▸ **Reading passage**:
+===+
In the meantime, I have my copy and am carrying it in my pocket. Literally.

Keep in  mind that a license contract is an agreement between two parties.
As the lawyer in the group, I doubt AOL can revoke an accepted GPL license.
However, if a person accepting the license at the click-through stage has
knowledge that Nullsoft lacked actual authority to enter into a GPL license,
then that person may have a problem relying on the GPL license to justify
his use of the product. He would be liable for copyright infringement.

If AOL is claiming the GPL license is unauthorized, people running mirror
downloads will likely come under attack.

Meanwhile, I have my copy in my pocket.

-Warren Agin
----- Original Message -----
From: "Bill Horne" <bill at billhorne.homelinux.org>
To: <discuss at blu.org>
Sent: Saturday, May 31, 2003 10:53 PM
Subject: WASTE and the GPL, plus a patch for the code


> There's a patch on Slashdot for the WASTE source code:
>
>
http://slashdot.org/comments.pl?sid=65797&threshold=2&commentsort=3&tid=93&m
ode
> =nested&cid=6066100
>
> In other news, a debate over whether AOL has/had the right to pull WASTE,
also
> on Slashdot. AOL claims the software was released without authority and
that
> it's not under the GPL: the announcement is at
http://www.nullsoft.com/free/was
> te/ .
>
> This may shape up as the first serious challenge to the GPL, and its
> implications are far-reaching. As I see it, there are four possibilities,
with
> the first three assuming that Nullsoft was the rightful owner of WASTE.
>
> 1. Nullsoft DID release the software under the GPL, and was entitled to do
so,
>    but AOL doesn't like it. The lawyers will have a field day, but the
>    question is - "Is it under GPL"?
>
> 2. The Nullsoft employee who authorized the release wasn't legally allowed
to
>    do so. Case closed.
>
> 3. The Nullsoft employee who authorized the release wasn't CONTRACTUALLY
>    allowed to do so. In other words, AOL may claim that whomever
authorized
>    putting WASTE on Nullsoft's servers didn't have AOL's permission to do
so.
+===+
[Source data]
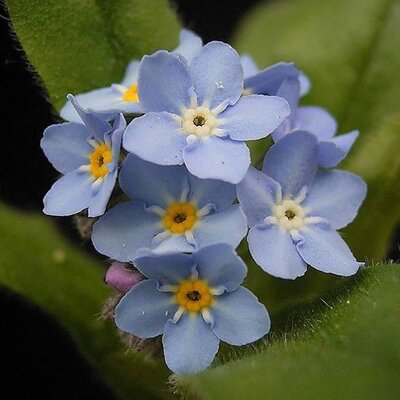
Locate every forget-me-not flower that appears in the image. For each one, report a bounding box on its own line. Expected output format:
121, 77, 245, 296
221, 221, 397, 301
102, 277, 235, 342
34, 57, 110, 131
115, 244, 270, 373
237, 132, 366, 279
40, 95, 126, 217
92, 154, 247, 261
60, 29, 203, 122
123, 42, 290, 184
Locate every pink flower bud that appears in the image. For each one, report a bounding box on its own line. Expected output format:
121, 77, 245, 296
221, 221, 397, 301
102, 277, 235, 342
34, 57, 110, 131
105, 262, 144, 293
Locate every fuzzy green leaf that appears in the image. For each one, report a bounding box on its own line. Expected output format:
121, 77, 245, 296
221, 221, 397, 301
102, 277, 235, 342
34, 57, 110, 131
7, 0, 179, 110
235, 0, 400, 261
0, 204, 171, 399
176, 265, 400, 400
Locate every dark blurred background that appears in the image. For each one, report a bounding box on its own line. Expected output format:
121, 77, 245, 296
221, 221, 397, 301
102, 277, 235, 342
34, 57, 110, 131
0, 0, 259, 400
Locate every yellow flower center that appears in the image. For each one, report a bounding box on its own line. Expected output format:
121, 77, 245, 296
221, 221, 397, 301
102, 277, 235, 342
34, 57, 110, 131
175, 279, 213, 312
89, 143, 112, 178
123, 83, 139, 103
163, 202, 197, 234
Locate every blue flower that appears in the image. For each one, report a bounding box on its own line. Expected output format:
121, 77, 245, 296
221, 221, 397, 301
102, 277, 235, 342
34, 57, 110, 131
115, 244, 270, 373
242, 56, 358, 168
123, 42, 289, 184
237, 132, 366, 279
40, 95, 126, 217
60, 29, 203, 122
92, 154, 247, 262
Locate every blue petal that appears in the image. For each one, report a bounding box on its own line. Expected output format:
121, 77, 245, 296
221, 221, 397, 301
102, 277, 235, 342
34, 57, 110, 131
193, 243, 247, 292
133, 250, 195, 285
240, 54, 259, 79
219, 95, 290, 140
297, 224, 362, 276
115, 280, 178, 338
318, 141, 346, 168
151, 234, 196, 254
237, 166, 281, 226
123, 112, 186, 165
302, 170, 367, 229
276, 79, 300, 123
183, 136, 250, 184
263, 131, 318, 197
88, 169, 118, 217
67, 94, 111, 141
119, 154, 187, 208
244, 62, 299, 96
188, 174, 236, 211
163, 313, 219, 374
299, 71, 311, 97
293, 106, 337, 140
173, 29, 203, 64
138, 50, 193, 115
88, 114, 126, 217
193, 204, 247, 248
331, 131, 359, 157
40, 122, 93, 174
43, 170, 93, 216
60, 86, 122, 123
189, 42, 243, 109
92, 201, 162, 262
121, 60, 140, 88
247, 225, 307, 279
210, 287, 271, 346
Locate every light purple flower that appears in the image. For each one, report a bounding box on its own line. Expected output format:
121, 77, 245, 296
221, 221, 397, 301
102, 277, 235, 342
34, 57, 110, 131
242, 55, 358, 168
105, 261, 144, 293
115, 244, 270, 374
40, 95, 126, 217
237, 132, 366, 279
60, 29, 203, 122
92, 154, 247, 262
123, 42, 289, 184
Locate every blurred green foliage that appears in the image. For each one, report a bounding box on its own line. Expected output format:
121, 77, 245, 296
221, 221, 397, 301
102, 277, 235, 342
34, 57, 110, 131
0, 0, 400, 400
6, 0, 179, 110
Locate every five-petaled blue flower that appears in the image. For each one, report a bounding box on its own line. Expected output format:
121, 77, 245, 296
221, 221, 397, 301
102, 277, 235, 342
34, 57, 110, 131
40, 95, 126, 217
115, 244, 270, 373
60, 29, 203, 122
242, 56, 358, 168
123, 42, 290, 184
241, 54, 311, 97
92, 154, 247, 261
237, 132, 366, 279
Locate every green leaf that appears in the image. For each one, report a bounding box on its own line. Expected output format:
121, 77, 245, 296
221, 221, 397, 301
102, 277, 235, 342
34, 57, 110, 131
176, 265, 400, 400
7, 0, 179, 110
235, 0, 400, 261
0, 204, 171, 399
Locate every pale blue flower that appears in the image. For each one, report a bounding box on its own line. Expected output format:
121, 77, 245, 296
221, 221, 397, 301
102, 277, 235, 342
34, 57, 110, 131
40, 95, 126, 217
123, 42, 289, 184
115, 244, 270, 374
242, 55, 358, 168
237, 131, 366, 279
60, 29, 203, 122
92, 154, 247, 261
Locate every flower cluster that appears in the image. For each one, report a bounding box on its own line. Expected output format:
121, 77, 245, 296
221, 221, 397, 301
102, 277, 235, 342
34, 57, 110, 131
41, 30, 366, 373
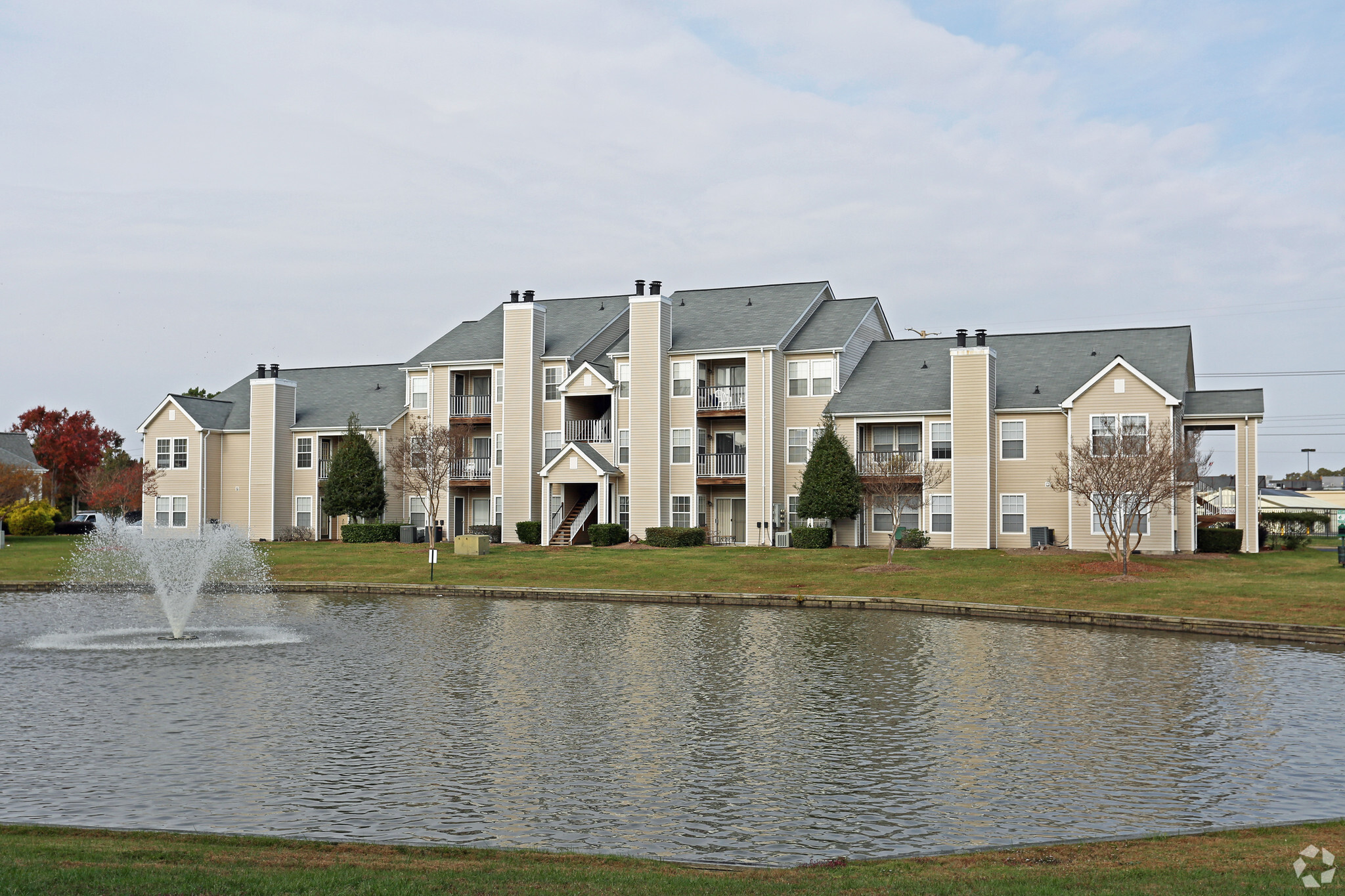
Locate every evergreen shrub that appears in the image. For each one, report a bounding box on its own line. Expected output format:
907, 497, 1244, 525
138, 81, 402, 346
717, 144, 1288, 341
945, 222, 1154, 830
+===+
▸ **Job A**:
In the email about WASTE and the GPL, on what day and date was the original message sent?
▸ **Job B**:
Put the listing, everything from its start down to the line containing "0, 0, 259, 400", into a Markdown table with the columns Row and Line, numbering each line and skipping blank lines. Leave the pictures out of the table.

▸ **Exercise result A**:
Saturday, May 31, 2003.

▸ **Exercise result B**:
| Row | Line |
|---|---|
| 1 | Locate every forget-me-not flower that appears in the image. For each one, report a bounding box on its own line. Expected output format: |
| 2 | 121, 77, 245, 296 |
| 3 | 221, 221, 397, 301 |
| 4 | 102, 277, 235, 342 |
| 5 | 34, 57, 110, 131 |
| 6 | 115, 244, 270, 373 |
| 7 | 237, 132, 366, 279 |
| 8 | 40, 95, 126, 217 |
| 9 | 92, 154, 247, 261 |
| 10 | 60, 29, 203, 122 |
| 11 | 123, 42, 290, 184 |
| 12 | Locate every pink flower bud that appears in the image. For each one, report a bounding box on its own line. Expected output format: |
| 13 | 121, 77, 245, 296 |
| 14 | 221, 221, 397, 301 |
| 15 | 102, 277, 235, 342 |
| 16 | 34, 57, 110, 131 |
| 17 | 105, 262, 144, 293 |
| 18 | Locate every fuzzy green leaf that appears in the image. For each one, report a bounding box on its own line. Expected output format: |
| 19 | 121, 77, 245, 296 |
| 20 | 221, 221, 397, 301 |
| 21 | 102, 277, 235, 342 |
| 22 | 34, 57, 110, 131 |
| 23 | 7, 0, 179, 110 |
| 24 | 235, 0, 400, 261 |
| 25 | 0, 204, 171, 399 |
| 26 | 176, 265, 400, 400 |
| 27 | Locate every dark blurred background that appears in the image. For each one, report a bounding box on its own line. Expected output format: |
| 28 | 121, 77, 245, 296 |
| 29 | 221, 221, 397, 301 |
| 30 | 102, 277, 235, 342 |
| 31 | 34, 57, 110, 131 |
| 32 | 0, 0, 259, 400 |